**TEXTE FOURNI:**

__________________________________________________

# Accueil simultané de 2 nourrissons



## David (23 Novembre 2022)

Bonjour,

Une maman s'inquiète de la possibilité pour un(e) assmat d'accueillir simultanément 2 nourrissons. Elle est persuadée que l'assamat sera forcément débordé ou que les soins à l'enfant ne seront pas optimums. J'ai beau lui parler d'organisation, des compétences professionnelles de l'assmat, elle reste sceptique.
Auriez-vous d'autres arguments à proposer pour la convaincre ou au moins la rassurer ?

J'ai décidé de poster ce sujet dans cette catégorie car c'est finalement la réponse aux besoins des bébés qui est mise en cause.
Merci de vos réponses

Cordialement,


----------



## angèle1982 (23 Novembre 2022)

Et bien perso j'en ai eu 3 simultanément à 6 mois près en âge et çà reste mes plus belles années ! 3 supers bébés ... et bien vous avez déjà tout expliqué à cette maman que dire de plus ??? je donnais autant à l'un qu'à l'autre ... malheureusement si elle n'a pas confiance je serais plutôt réticente à prendre ce contrat ... même si je peux comprendre qu'elle se pose des questions ... à vous de voir ! un seul mot la CONFIANCE !!! si elles e pose trop de questions elle risque d'être un PE pénible ... et grandir avec un ou d'autres bébés ce n'est que du bonus pour le sien et puis la rentrée scolaire tous ensemble c'est super !!!


----------



## booboo (23 Novembre 2022)

__________________________________________________

**EXPLORER LE CONTENU:**
(a) Dans le fil de discussion, condensez sous forme de liste le paragraphe qui commence par « Et bien perso j'en ai eu 3 », sans perdre ses faits principaux.
(b) Extrayez du fil de discussion tout le passage qui va de « ## David (23 » jusqu'à « elle reste sceptique. ».

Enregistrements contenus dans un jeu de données
__________________________________________________

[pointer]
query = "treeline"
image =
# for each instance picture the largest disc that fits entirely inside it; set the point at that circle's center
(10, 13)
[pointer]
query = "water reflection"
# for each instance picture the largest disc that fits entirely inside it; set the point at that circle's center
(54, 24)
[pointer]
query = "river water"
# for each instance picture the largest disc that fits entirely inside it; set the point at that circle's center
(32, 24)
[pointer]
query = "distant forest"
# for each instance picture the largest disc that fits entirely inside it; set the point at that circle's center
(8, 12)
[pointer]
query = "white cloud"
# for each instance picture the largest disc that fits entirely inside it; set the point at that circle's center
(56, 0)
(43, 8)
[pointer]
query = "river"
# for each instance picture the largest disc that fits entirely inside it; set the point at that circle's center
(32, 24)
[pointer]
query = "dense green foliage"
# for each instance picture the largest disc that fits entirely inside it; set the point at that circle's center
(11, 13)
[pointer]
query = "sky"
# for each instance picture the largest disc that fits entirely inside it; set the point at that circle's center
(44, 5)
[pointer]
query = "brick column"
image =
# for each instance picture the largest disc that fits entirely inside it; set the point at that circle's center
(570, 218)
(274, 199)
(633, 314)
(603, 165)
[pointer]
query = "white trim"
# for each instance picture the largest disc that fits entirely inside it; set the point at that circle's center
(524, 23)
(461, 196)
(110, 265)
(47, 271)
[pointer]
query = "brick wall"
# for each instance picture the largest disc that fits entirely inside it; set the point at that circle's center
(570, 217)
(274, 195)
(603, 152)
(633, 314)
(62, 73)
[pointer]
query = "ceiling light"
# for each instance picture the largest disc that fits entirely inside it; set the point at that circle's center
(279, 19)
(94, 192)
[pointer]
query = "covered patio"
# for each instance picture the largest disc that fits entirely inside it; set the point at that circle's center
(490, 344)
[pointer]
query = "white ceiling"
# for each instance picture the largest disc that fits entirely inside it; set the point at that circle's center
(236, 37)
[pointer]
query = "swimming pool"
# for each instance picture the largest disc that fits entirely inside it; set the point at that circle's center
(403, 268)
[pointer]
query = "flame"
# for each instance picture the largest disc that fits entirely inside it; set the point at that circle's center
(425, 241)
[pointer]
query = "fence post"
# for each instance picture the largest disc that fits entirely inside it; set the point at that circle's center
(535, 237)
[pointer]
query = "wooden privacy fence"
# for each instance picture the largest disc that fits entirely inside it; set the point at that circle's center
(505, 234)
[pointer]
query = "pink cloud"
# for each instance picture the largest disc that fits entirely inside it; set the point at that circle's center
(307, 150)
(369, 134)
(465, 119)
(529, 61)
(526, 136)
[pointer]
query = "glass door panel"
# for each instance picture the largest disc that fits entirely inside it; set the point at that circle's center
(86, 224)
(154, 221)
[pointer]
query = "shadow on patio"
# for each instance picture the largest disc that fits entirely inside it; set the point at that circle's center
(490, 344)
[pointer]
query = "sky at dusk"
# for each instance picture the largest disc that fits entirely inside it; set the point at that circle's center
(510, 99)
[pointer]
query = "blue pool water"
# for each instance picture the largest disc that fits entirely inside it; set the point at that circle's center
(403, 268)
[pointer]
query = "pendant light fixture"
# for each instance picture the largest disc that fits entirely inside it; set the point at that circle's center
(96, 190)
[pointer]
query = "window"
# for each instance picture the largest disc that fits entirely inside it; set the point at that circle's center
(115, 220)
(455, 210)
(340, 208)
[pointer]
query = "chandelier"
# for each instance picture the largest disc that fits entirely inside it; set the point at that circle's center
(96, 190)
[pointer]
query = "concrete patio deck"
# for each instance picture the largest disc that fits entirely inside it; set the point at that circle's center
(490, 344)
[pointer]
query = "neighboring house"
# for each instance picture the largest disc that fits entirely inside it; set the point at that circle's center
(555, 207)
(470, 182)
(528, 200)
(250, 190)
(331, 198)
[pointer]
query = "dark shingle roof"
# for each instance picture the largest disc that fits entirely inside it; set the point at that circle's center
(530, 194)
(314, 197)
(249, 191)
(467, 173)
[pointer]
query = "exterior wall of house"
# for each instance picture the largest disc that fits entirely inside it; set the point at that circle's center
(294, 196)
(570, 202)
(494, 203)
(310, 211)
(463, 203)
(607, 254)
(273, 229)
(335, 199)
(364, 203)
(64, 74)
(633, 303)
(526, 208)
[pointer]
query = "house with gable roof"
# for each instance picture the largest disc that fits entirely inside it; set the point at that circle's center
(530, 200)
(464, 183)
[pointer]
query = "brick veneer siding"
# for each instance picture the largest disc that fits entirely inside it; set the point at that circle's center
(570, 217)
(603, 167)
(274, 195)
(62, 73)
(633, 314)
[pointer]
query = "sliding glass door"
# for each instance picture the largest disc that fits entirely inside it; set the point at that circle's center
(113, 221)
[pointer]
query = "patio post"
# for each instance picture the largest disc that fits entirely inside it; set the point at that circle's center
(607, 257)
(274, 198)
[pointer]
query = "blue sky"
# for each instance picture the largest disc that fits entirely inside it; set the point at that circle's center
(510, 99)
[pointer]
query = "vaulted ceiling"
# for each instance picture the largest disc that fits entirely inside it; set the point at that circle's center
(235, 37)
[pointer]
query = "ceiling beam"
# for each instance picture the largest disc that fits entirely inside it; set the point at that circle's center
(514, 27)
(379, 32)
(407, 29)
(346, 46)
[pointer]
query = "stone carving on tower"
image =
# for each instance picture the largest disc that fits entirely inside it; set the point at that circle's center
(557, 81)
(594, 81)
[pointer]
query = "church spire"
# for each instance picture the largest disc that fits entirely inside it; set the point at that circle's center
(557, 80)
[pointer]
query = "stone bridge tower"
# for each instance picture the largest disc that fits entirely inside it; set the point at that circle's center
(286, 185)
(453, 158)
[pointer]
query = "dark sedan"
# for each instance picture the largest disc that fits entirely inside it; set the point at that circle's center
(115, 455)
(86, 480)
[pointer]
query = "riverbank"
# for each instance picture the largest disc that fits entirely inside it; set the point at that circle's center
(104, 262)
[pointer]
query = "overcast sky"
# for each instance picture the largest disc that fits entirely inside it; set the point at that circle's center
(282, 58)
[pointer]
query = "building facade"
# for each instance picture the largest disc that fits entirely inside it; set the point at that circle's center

__________________________________________________

**RÉPONSES AUX EXERCICES:**
(a)
- A accueilli 3 bébés en même temps, à 6 mois d'écart d'âge près, et en garde le souvenir de ses plus belles années.
- Donnait autant à l'un qu'à l'autre.
- Estime que tout a déjà été expliqué à la maman et ne voit rien à ajouter.
- Hésiterait à prendre ce contrat si la mère n'a pas confiance, tout en comprenant qu'elle se pose des questions.
- Résume l'essentiel en un mot : la confiance. Une mère qui se pose trop de questions risque d'être un PE pénible.
- Grandir avec d'autres bébés est un bonus pour l'enfant, et faire la rentrée scolaire tous ensemble est super.

(b)
## David (23 Novembre 2022)

Bonjour,

Une maman s'inquiète de la possibilité pour un(e) assmat d'accueillir simultanément 2 nourrissons. Elle est persuadée que l'assamat sera forcément débordé ou que les soins à l'enfant ne seront pas optimums. J'ai beau lui parler d'organisation, des compétences professionnelles de l'assmat, elle reste sceptique.